▶ _List of tasks_
**A.** Transcribe the PrEP study abstract from "Background: PrEP is" up to and including "later HIV seroconvert.".
**B.** Answer these questions using the PrEP study abstract:
(i) How many clinics make up the San Francisco Primary Care Clinics system?
(ii) How many individuals initiated PrEP?
(iii) How many of the individuals who seroconverted after stopping PrEP stopped because of side effects?

▶ _Exercise passage_
Start of Block

Background: PrEP is highly effective, although PrEP persistence has been limited in real world PrEP implementation. Little is known about the HIV risk after stopping PrEP and the experience of individuals who stop PrEP and later HIV seroconvert.
Methods: We identified individuals who initiated PrEP in the San Francisco Primary Care Clinics (SFPCC), a 15-clinic safety-net integrated delivery system, and performed in-depth chart review to determine person-time on and after stopping PrEP through 11/2018. We identified all PrEP seroconversions using the CDC''s Enhanced HIV/AIDS Reporting System. We calculated the HIV incidence using Poisson models while individuals were using PrEP and after stopping. We performed in-depth interviews with patients who seroconverted.
Results: Overall, 986 individuals initiated PrEP, with a median age of 35; 12% were transwomen, 66% MSM 12% Black, and 26% Latino. There were 895 person-years (P-Y) of follow-up on PrEP and 953 after stopping PrEP. The HIV incidence on PrEP was eight-fold higher after stopping PrEP compared to while on PrEP (95% CI 1-336; p=0.03; 0.8 vs. 0.1/100 person-years). Of the eight individuals who HIV seroconverted, three were transwomen, five MSM; only one was taking PrEP at the time of seroconversion. Of the seven individuals who seroconverted after stopping PrEP, two stopped due to side effects, one after changing insurance, one moved and lost access to PrEP care, one moved into a shelter and lost his pills, one relapsed on methamphetamine, and one stopped due to entering a stable relationship. All but one received primary care services after stopping PrEP; most reported difficulty assessing their HIV risk and anger that they had not received additional outreach while on PrEP. The individual who developed HIV while taking PrEP reported taking intermittent PrEP during all sexual encounters, although was incorrectly taking one rather than two pills prior to sex.

End of Block

▶ _Source data_
Start of Block

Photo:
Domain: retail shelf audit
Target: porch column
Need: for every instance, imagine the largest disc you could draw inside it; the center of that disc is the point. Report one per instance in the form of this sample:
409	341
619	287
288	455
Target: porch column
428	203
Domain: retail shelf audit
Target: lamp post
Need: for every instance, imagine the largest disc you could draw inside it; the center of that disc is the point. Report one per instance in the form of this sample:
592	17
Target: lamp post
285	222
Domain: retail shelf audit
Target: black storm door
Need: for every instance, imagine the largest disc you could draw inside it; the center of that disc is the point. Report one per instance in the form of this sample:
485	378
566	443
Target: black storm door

End of Block

▶ _Exercise responses_
**A.**
Background: PrEP is highly effective, although PrEP persistence has been limited in real world PrEP implementation. Little is known about the HIV risk after stopping PrEP and the experience of individuals who stop PrEP and later HIV seroconvert.

**B.**
(i) 15
(ii) 986
(iii) Two